Task instructions: Report the number of lines below in which the word "faucet" occurs. Nothing else is needed.

------------------------------------

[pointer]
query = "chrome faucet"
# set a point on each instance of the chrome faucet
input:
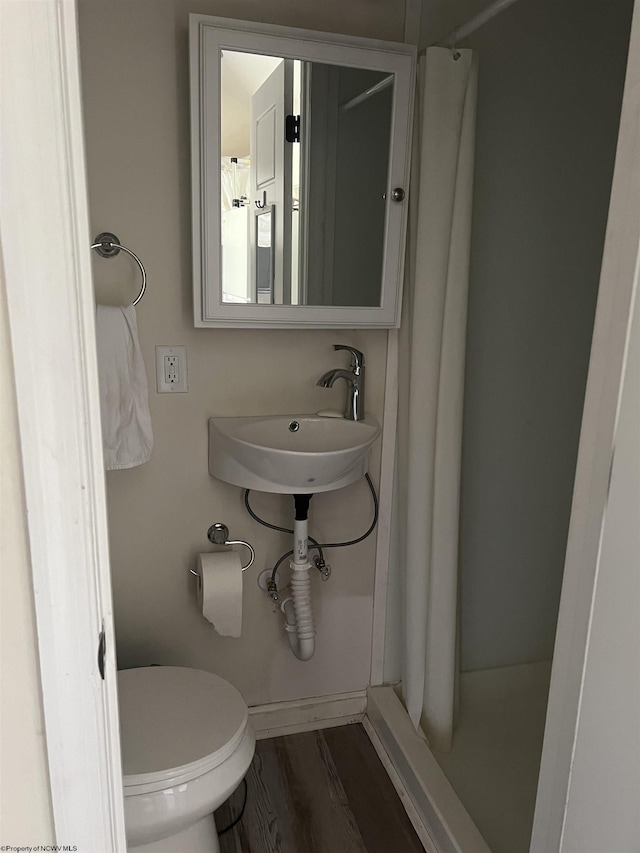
(354, 409)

------------------------------------

Response to the exercise: 2